_Testo di lettura_:
════════════════

Mia figlia ha poco più di sei mesi, ha una sua audience stabile: la mia compagna, una gatta di un anno ed il sottoscritto. Pur non sapendo esprimersi in italiano corrente, e non disponendo neanche di supporti visivi basati su PC, è sempre stata capace di farsi capire a dovere. Il pianto di un lattante arriva a «toccare» i nervi dei genitori, ed esistono pianti diversi per ogni motivo e per ogni bambino. Ed ogni genitore in breve acquisisce la capacità di distinguerli in modo univoco. Allo stesso modo quando mia figlia sorride, nella sua maniera, unica come tutti i bambini del mondo, ha la capacità di sciogliere i nostri cuori, risvegliando così le nostre emozioni ed eventualmente motivandoci a qualche azione.
Entrambe le forme di comunicazione, il pianto ed il sorriso, hanno dei punti in comune. Vorrei sottolinearne due: trasmettono dei messaggi in modalità non verbale ed hanno la capacità di «attivare» delle emozioni nell’audience. Per modalità verbale intendo non attraverso le parole ma altri stimoli sensoriali, tipicamente nelle presentazioni essi ricadono o nella comunicazione vocale (tono, volume, ritmo, pause) o nella comunicazione visiva (postura, gestualità, aspetto). Questi due aspetti, cioè vocale e visivo, hanno un impatto enorme, molto superiore a quello che ci aspetteremo a «prima vista», sulla credibilità che ho prima definito implicita. Ovvero l’insieme di fattori che portano il pubblico a formulare, in maniera conscia od inconscia, delle asserzioni sullo speaker in termini di: autorevolezza in materia, credibilità, onestà e competenza. Uno studio del professor Albert Mehrabian della UCLA ha mostrato che l’insieme di comunicazione vocale e visuale hanno un impatto del 93% (per la precisione rispettivamente del 38% e del 55%). Se vogliamo vedere lo stesso dato da un’altra angolazione potremmo dire che in fondo ai bambini manca solo il 7% dell’intera torta della comunicazione.

════════════════

_Materiale fornito_:
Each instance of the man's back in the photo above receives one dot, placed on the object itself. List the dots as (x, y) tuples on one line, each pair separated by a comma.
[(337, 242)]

════════════════

_Cosa farai_:
Rispondi a queste domande sul testo di lettura:
(a) Da chi è formata l'audience stabile della figlia?
(b) Quali sono i due punti in comune tra il pianto e il sorriso?
(c) Secondo lo studio di Albert Mehrabian, che impatto hanno rispettivamente la comunicazione vocale e quella visuale?
Le righe non hanno alcun ruolo in questo lavoro.

_Risultato corretto_:
(a) Dalla compagna, da una gatta di un anno e da chi scrive.
(b) Trasmettono messaggi in modalità non verbale e hanno la capacità di «attivare» emozioni nell'audience.
(c) La comunicazione vocale ha un impatto del 38%, quella visuale del 55%.